Exercise requirements: Can you rewrite every row below with "Input query" changed to "Search label" and nothing else altered? Leave the pictures out.

>> Start Data extract

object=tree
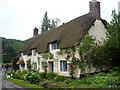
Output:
[50,18,60,29]
[106,10,120,66]
[41,12,60,33]
[41,12,50,33]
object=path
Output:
[0,70,25,90]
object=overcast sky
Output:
[0,0,120,40]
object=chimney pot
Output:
[33,27,38,37]
[89,0,101,18]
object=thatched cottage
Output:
[17,0,107,77]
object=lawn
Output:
[7,78,43,88]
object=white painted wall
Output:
[19,20,107,77]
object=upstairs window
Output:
[60,60,67,72]
[51,41,58,50]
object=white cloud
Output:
[0,0,119,40]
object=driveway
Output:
[0,70,26,90]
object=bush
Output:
[46,72,57,79]
[54,76,65,82]
[30,74,40,84]
[25,71,42,84]
[64,79,73,84]
[20,69,27,75]
[39,72,47,78]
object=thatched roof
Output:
[23,13,106,54]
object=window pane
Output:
[52,41,58,50]
[60,60,67,71]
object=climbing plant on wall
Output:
[27,59,31,70]
[57,35,95,77]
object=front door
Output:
[49,61,54,72]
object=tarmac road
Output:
[0,70,26,90]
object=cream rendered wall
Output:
[21,20,107,78]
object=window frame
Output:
[51,41,58,50]
[60,60,67,72]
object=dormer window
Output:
[51,41,58,50]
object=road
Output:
[0,70,25,90]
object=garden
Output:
[6,67,120,88]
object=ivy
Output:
[42,52,53,60]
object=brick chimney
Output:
[89,0,101,19]
[33,27,38,37]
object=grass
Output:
[7,78,43,88]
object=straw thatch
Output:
[23,13,105,54]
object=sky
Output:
[0,0,120,40]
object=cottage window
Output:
[51,41,58,50]
[60,60,67,72]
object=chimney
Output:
[89,0,101,19]
[33,27,38,37]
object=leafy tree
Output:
[2,38,24,63]
[106,10,120,66]
[41,12,60,33]
[41,12,50,33]
[50,18,60,29]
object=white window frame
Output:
[60,60,68,72]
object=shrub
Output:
[46,72,57,79]
[25,71,42,84]
[54,76,65,82]
[20,74,25,80]
[20,69,27,75]
[39,72,47,78]
[64,79,73,84]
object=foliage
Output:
[54,75,65,82]
[38,72,47,78]
[7,78,43,88]
[27,59,31,70]
[2,38,24,63]
[46,72,57,79]
[106,10,120,66]
[41,12,60,33]
[25,71,41,84]
[42,61,48,72]
[42,52,53,60]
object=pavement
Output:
[0,70,26,90]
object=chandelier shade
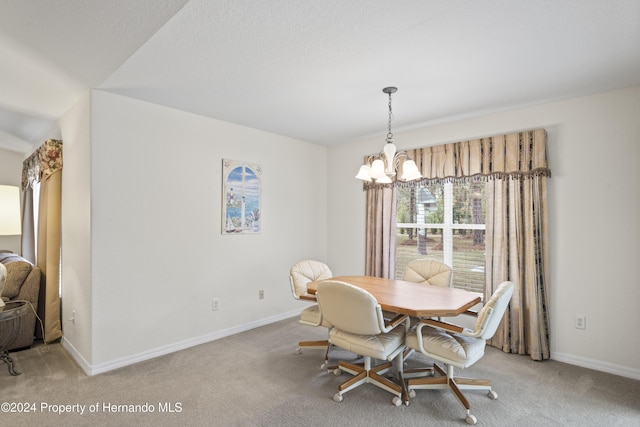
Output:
[356,87,422,184]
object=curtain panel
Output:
[364,129,551,360]
[364,187,398,279]
[22,139,62,343]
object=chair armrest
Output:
[384,314,409,329]
[418,319,465,333]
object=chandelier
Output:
[356,87,422,184]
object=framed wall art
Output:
[222,159,262,234]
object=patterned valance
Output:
[365,129,551,189]
[22,139,62,191]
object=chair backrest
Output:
[316,280,384,335]
[289,259,333,299]
[402,259,453,287]
[473,282,515,340]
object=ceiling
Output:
[0,0,640,153]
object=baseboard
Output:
[62,309,300,376]
[551,352,640,380]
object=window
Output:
[396,181,486,292]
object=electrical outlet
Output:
[575,314,587,329]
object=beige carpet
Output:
[0,319,640,427]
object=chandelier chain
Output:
[387,92,393,142]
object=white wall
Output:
[328,87,640,379]
[63,91,327,373]
[0,148,27,254]
[60,91,93,366]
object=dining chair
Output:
[406,282,514,424]
[316,280,409,406]
[289,260,333,369]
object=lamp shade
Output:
[0,185,22,236]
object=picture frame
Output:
[222,159,262,235]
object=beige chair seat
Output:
[405,282,515,424]
[289,259,334,370]
[329,325,405,360]
[300,304,331,328]
[407,326,485,368]
[316,280,409,406]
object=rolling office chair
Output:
[289,260,332,369]
[406,282,514,424]
[316,280,409,406]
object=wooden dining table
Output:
[307,276,481,317]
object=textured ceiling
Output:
[0,0,640,154]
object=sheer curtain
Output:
[22,139,62,343]
[365,129,551,360]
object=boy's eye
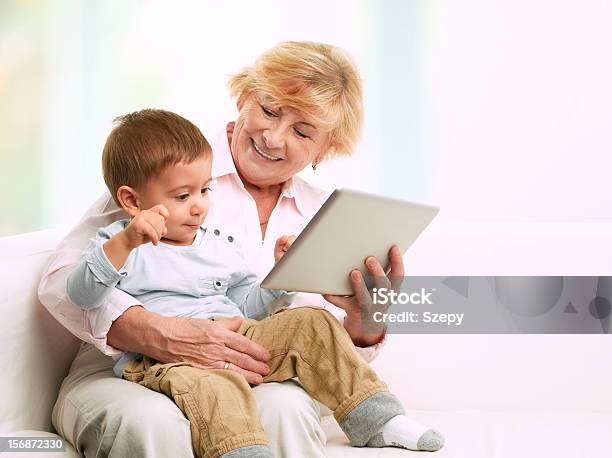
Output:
[260,105,277,118]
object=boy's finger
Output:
[143,222,159,246]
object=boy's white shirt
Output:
[38,129,385,362]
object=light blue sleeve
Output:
[226,241,291,320]
[66,221,127,310]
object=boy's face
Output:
[138,154,212,245]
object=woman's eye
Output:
[260,105,276,118]
[294,129,308,138]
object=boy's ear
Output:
[117,186,140,216]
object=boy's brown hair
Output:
[102,109,212,206]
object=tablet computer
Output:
[261,189,439,295]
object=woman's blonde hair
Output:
[229,41,363,157]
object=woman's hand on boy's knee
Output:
[168,317,270,385]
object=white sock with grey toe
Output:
[366,415,444,452]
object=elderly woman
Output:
[39,42,403,457]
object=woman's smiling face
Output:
[231,95,330,187]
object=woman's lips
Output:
[251,138,283,162]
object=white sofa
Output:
[0,221,612,458]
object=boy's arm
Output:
[66,221,131,310]
[38,192,141,355]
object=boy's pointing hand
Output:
[125,204,170,249]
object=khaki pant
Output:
[123,307,387,457]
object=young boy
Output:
[67,110,443,457]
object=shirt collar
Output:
[211,124,305,216]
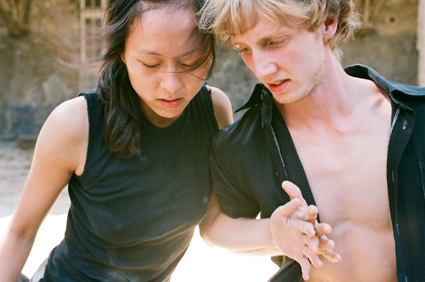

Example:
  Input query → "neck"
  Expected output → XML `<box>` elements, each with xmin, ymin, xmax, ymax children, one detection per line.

<box><xmin>276</xmin><ymin>56</ymin><xmax>375</xmax><ymax>132</ymax></box>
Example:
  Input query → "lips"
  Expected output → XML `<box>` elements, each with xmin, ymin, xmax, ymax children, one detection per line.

<box><xmin>159</xmin><ymin>98</ymin><xmax>183</xmax><ymax>109</ymax></box>
<box><xmin>266</xmin><ymin>79</ymin><xmax>290</xmax><ymax>93</ymax></box>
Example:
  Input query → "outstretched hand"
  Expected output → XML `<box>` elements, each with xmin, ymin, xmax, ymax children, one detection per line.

<box><xmin>270</xmin><ymin>181</ymin><xmax>341</xmax><ymax>280</ymax></box>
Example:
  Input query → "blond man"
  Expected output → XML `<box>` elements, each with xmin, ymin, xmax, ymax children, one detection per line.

<box><xmin>201</xmin><ymin>0</ymin><xmax>425</xmax><ymax>282</ymax></box>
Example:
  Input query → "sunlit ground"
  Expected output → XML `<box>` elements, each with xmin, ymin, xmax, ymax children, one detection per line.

<box><xmin>0</xmin><ymin>141</ymin><xmax>277</xmax><ymax>282</ymax></box>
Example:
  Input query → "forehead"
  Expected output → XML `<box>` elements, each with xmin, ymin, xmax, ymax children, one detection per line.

<box><xmin>231</xmin><ymin>14</ymin><xmax>293</xmax><ymax>45</ymax></box>
<box><xmin>125</xmin><ymin>6</ymin><xmax>199</xmax><ymax>56</ymax></box>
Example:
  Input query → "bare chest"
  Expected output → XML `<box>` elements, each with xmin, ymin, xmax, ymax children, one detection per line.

<box><xmin>294</xmin><ymin>126</ymin><xmax>396</xmax><ymax>282</ymax></box>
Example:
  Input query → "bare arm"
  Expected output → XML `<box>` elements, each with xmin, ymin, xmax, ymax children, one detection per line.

>> End Data extract

Correct response:
object=tree
Output:
[50,18,60,29]
[106,10,120,66]
[41,12,60,33]
[41,12,50,33]
object=path
Output:
[0,70,25,90]
object=overcast sky
Output:
[0,0,120,40]
object=chimney pot
Output:
[33,27,38,37]
[89,0,101,18]
object=thatched cottage
Output:
[17,0,107,77]
object=lawn
Output:
[7,78,43,88]
object=white painted wall
Output:
[19,20,107,77]
object=upstairs window
Output:
[60,60,67,72]
[51,41,58,50]
object=white cloud
Output:
[0,0,119,40]
object=driveway
Output:
[0,70,26,90]
object=bush
Output:
[46,72,57,79]
[54,76,65,82]
[30,74,40,84]
[25,71,42,84]
[64,79,73,84]
[20,69,27,75]
[39,72,47,78]
object=thatched roof
Output:
[23,13,106,54]
object=window pane
Output:
[52,41,58,50]
[60,60,67,71]
object=climbing plant on wall
Output:
[27,59,31,70]
[57,35,95,77]
object=front door
Output:
[49,61,54,72]
object=tarmac road
Output:
[0,70,26,90]
object=cream rendered wall
Output:
[21,20,107,78]
object=window frame
Output:
[51,41,58,50]
[60,60,67,72]
object=dormer window
Output:
[51,41,58,50]
object=road
Output:
[0,70,25,90]
object=garden
Output:
[6,67,120,88]
object=ivy
Output:
[42,52,53,60]
object=brick chimney
Output:
[89,0,101,19]
[33,27,38,37]
object=grass
Output:
[7,78,43,88]
object=straw thatch
Output:
[23,13,105,54]
object=sky
Output:
[0,0,120,40]
object=cottage window
Output:
[51,41,58,50]
[60,60,67,72]
object=chimney
Output:
[89,0,101,19]
[33,27,38,37]
object=leafy tree
Output:
[2,38,24,63]
[106,10,120,66]
[41,12,60,33]
[41,12,50,33]
[50,18,60,29]
object=white window frame
Output:
[60,60,68,72]
object=shrub
Output:
[46,72,57,79]
[25,71,42,84]
[54,76,65,82]
[20,74,25,80]
[20,69,27,75]
[39,72,47,78]
[64,79,73,84]
object=foliage
Output:
[54,75,65,82]
[38,72,47,78]
[7,78,43,88]
[27,59,31,70]
[2,38,24,63]
[46,72,57,79]
[106,10,120,66]
[41,12,60,33]
[25,71,41,84]
[42,61,48,72]
[42,52,53,60]
object=pavement
Output:
[0,70,26,90]
object=chandelier shade
Output:
[356,87,422,184]
object=curtain panel
Output:
[364,129,551,360]
[364,187,398,279]
[22,139,62,343]
object=chair armrest
Output:
[384,314,409,329]
[418,319,465,333]
object=chandelier
Output:
[356,87,422,184]
object=framed wall art
Output:
[222,159,262,234]
object=patterned valance
Output:
[365,129,551,189]
[22,139,62,191]
object=chair backrest
Output:
[316,280,384,335]
[289,259,333,299]
[402,259,453,287]
[473,282,515,340]
object=ceiling
Output:
[0,0,640,153]
object=baseboard
Output:
[62,309,300,376]
[551,352,640,380]
object=window
Output:
[396,181,486,292]
object=electrical outlet
Output:
[575,314,587,329]
object=beige carpet
Output:
[0,319,640,427]
object=chandelier chain
Output:
[387,92,393,142]
object=white wall
Output:
[328,87,640,379]
[63,91,327,373]
[0,148,27,254]
[60,91,93,366]
object=dining chair
Output:
[406,282,514,424]
[316,280,409,406]
[289,260,333,369]
object=lamp shade
Output:
[0,185,22,236]
object=picture frame
Output:
[222,159,262,235]
object=beige chair seat
Output:
[405,282,515,424]
[289,259,334,370]
[329,325,405,360]
[300,304,331,328]
[407,326,485,368]
[316,280,409,406]
object=rolling office chair
Output:
[289,260,332,369]
[406,282,514,424]
[316,280,409,406]
object=wooden dining table
Output:
[307,276,481,317]
object=textured ceiling
Output:
[0,0,640,154]
object=sheer curtain
Output:
[22,139,62,343]
[365,129,551,360]
object=boy's eye
Output:
[260,105,277,118]
object=boy's finger
Output:
[143,222,159,246]
object=boy's white shirt
Output:
[38,129,385,362]
object=light blue sleeve
Output:
[226,241,291,320]
[66,221,127,310]
object=boy's face
Output:
[138,154,212,245]
object=woman's eye
Output:
[260,105,276,118]
[294,129,308,138]
object=boy's ear
Output:
[117,186,140,216]
object=boy's brown hair
Output:
[102,109,212,206]
object=tablet computer
Output:
[261,189,439,295]
object=woman's blonde hair
Output:
[229,41,363,157]
object=woman's hand on boy's knee
Output:
[168,317,270,385]
object=white sock with grey toe
Output:
[366,415,444,452]
object=elderly woman
Output:
[39,42,403,457]
object=woman's smiling face
Output:
[231,95,330,187]
object=woman's lips
Output:
[251,138,283,162]
object=white sofa
Output:
[0,221,612,458]
object=boy's arm
Output:
[66,221,131,310]
[38,192,141,355]
object=boy's pointing hand
Output:
[125,204,170,249]
object=khaki pant
Output:
[123,307,387,457]
object=young boy
Output:
[67,110,443,457]
object=shirt collar
Output:
[211,124,305,216]

Example:
  Search label → "neck"
  Expected output → XML `<box>` elements, each with xmin, ymin, xmax, ymax children, one detection per line.

<box><xmin>276</xmin><ymin>56</ymin><xmax>375</xmax><ymax>132</ymax></box>
Example:
  Search label → "lips"
  Expected output → XML `<box>` elements, each with xmin, ymin, xmax, ymax children, one detection per line.

<box><xmin>159</xmin><ymin>98</ymin><xmax>183</xmax><ymax>109</ymax></box>
<box><xmin>266</xmin><ymin>79</ymin><xmax>290</xmax><ymax>93</ymax></box>
Example:
  Search label → "outstretched hand"
  Expected output → XML `<box>` elements, each with xmin, ymin, xmax, ymax children, one detection per line.

<box><xmin>270</xmin><ymin>181</ymin><xmax>341</xmax><ymax>280</ymax></box>
Example:
  Search label → "blond man"
  Expected output → XML `<box>` elements, each with xmin, ymin, xmax, ymax children, one detection per line.

<box><xmin>201</xmin><ymin>0</ymin><xmax>425</xmax><ymax>282</ymax></box>
Example:
  Search label → "sunlit ground"
  Expected output → XML `<box>` elements, each with xmin, ymin, xmax, ymax children, one detection per line.

<box><xmin>0</xmin><ymin>141</ymin><xmax>277</xmax><ymax>282</ymax></box>
Example:
  Search label → "forehead"
  Expected output → XML `<box>` elements, each with xmin, ymin, xmax, ymax children, one detection per line.

<box><xmin>231</xmin><ymin>14</ymin><xmax>293</xmax><ymax>45</ymax></box>
<box><xmin>125</xmin><ymin>6</ymin><xmax>199</xmax><ymax>56</ymax></box>
Example:
  Search label → "bare chest"
  Expected output → XML `<box>` elements, each with xmin, ymin, xmax, ymax children, one detection per line.

<box><xmin>294</xmin><ymin>126</ymin><xmax>396</xmax><ymax>282</ymax></box>
Example:
  Search label → "bare arm"
  Expected output → XML `<box>` elements, each with xmin, ymin, xmax, ymax children, one detection per line.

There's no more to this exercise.